* Page excerpt
+ + +

Alarm bells are sounding off in College Park, Maryland.
According to a recent study, researchers doubt it will ever be possible to reliably detect AI-generated text. Along with four computer science doctoral students, Professor Soheil Feizi’s study asks, “Can AI-generated text be reliably detected?” Their answer, unfortunately, is no.
Given that large language models (LLMs) can be used to plagiarize, conduct convincing social engineering attacks, and spread misinformation at scale, this study is definitely a cause for concern.
Current AI-generated text detection tools leave a lot to be desired
OpenAI’s AI-generated text detector is terribly inaccurate. In fact, OpenAI admits that it is not reliable, as the tool only correctly identifies 26% of AI-written text (true positives). Additionally, 9% of the time, it mislabels human-written text as being AI-written (false positives). Another popular tool on the market, GPTZero, essentially measures the randomness of a given piece of text. According to GPTZero’s FAQ page, that tool is capable of identifying human-created text 99% of the time and AI-generated text 85% of the time, although some may take umbrage with this assertion.

+ + +

* Data excerpts
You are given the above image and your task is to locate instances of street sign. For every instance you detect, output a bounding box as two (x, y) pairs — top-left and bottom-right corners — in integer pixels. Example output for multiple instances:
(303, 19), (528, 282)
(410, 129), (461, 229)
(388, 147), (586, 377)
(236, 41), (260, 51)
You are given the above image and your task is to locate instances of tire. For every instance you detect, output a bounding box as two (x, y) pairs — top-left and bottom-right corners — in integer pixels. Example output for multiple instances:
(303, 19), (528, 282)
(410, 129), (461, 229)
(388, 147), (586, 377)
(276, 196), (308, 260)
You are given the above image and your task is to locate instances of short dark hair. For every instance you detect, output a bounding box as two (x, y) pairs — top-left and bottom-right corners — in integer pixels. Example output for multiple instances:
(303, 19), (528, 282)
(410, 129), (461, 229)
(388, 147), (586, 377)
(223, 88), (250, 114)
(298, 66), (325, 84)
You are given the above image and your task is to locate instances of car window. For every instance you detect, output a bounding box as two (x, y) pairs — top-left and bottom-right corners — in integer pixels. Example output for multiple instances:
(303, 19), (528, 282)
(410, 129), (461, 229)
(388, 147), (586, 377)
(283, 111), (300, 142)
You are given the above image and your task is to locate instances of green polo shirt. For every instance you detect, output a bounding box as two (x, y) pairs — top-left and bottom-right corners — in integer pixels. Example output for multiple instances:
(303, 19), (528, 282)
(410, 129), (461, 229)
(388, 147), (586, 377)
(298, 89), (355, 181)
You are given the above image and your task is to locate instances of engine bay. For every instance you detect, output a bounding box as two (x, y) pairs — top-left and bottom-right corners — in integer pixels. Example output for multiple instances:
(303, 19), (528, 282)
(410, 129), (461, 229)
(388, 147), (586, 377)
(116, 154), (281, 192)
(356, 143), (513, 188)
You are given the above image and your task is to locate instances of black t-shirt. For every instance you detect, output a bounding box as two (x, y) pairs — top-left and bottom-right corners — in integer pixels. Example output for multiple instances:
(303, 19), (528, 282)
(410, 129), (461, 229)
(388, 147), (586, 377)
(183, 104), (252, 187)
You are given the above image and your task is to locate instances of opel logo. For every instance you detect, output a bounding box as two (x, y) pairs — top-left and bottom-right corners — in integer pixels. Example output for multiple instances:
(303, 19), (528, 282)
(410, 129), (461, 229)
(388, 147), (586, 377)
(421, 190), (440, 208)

+ + +

* Requirement
Translate into Spanish this sentence from the piece on detecting AI-generated text: "Another popular tool on the market, GPTZero, essentially measures the randomness of a given piece of text."

* Response
Otra herramienta popular en el mercado, GPTZero, mide esencialmente la aleatoriedad de un fragmento de texto dado.